Direction:
Count how many lines of the items below contain the string "sign". Give only the number.

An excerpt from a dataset
■ ■ ■

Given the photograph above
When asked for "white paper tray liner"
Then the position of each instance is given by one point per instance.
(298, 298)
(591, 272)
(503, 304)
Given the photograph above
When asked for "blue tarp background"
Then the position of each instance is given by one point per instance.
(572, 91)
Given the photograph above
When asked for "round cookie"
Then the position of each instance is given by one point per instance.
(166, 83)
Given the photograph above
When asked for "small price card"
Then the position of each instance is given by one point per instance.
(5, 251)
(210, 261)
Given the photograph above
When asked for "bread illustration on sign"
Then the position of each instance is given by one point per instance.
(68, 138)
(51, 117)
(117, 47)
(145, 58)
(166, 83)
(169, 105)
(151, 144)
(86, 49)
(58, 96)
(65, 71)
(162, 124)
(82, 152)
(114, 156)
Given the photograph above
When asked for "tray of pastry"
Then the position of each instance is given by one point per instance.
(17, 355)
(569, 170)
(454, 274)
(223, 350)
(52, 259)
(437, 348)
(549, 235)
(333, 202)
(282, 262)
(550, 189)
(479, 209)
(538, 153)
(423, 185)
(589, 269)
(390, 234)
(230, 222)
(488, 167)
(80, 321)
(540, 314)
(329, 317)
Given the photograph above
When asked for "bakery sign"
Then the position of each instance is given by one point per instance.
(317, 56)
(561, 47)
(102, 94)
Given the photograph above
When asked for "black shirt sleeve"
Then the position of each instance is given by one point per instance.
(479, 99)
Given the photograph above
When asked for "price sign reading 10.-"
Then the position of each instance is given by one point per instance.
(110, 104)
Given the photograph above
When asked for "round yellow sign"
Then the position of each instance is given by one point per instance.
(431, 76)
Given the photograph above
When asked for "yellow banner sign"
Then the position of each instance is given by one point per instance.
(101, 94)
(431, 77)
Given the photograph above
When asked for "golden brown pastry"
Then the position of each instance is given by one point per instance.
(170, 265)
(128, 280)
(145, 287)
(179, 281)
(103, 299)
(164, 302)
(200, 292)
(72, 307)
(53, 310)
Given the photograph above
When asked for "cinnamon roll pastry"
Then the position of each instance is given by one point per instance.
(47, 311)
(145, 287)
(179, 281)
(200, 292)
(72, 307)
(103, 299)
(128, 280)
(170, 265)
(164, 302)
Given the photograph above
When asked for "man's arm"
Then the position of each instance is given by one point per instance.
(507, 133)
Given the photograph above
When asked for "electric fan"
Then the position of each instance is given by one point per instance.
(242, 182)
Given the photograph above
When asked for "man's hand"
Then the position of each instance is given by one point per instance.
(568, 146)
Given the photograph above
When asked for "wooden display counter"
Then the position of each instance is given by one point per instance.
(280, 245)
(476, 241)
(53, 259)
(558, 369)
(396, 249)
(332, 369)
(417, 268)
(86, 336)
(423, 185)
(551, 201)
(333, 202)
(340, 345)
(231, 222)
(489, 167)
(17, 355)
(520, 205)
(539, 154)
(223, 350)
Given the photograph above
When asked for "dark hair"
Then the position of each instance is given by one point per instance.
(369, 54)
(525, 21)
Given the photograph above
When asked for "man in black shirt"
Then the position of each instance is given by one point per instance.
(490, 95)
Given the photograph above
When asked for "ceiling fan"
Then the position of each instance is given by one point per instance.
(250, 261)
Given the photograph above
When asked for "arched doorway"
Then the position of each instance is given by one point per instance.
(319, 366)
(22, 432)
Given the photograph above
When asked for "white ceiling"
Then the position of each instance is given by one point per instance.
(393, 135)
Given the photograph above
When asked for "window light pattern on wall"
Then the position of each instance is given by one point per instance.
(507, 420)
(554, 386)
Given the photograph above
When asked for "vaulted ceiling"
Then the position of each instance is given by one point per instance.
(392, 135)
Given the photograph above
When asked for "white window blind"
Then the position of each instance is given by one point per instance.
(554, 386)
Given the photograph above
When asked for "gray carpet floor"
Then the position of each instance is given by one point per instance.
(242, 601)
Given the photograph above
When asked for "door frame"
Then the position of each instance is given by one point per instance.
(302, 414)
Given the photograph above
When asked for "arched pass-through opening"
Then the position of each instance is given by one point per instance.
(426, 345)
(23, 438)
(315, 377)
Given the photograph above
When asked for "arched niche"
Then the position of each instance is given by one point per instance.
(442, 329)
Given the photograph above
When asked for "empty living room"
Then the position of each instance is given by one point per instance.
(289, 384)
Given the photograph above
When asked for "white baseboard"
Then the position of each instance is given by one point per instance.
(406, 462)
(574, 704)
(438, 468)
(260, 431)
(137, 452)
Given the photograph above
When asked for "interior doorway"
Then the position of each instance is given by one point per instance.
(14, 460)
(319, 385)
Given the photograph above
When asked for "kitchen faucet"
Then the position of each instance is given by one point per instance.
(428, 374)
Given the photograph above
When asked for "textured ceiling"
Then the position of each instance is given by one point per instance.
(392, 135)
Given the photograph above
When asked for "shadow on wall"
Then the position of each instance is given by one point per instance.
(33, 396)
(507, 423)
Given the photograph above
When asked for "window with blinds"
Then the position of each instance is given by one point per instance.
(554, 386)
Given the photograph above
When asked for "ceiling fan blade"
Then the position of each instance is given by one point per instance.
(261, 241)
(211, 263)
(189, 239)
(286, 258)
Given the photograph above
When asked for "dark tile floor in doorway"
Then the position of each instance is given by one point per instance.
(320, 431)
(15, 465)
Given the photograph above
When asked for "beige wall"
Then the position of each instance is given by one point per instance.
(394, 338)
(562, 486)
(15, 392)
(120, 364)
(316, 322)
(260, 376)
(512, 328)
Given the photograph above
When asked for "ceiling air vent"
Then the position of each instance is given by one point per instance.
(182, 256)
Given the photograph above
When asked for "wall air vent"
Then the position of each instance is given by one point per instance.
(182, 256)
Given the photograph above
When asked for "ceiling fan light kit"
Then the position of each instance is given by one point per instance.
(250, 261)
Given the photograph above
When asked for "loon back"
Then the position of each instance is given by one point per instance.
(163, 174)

■ ■ ■

Task solution:
5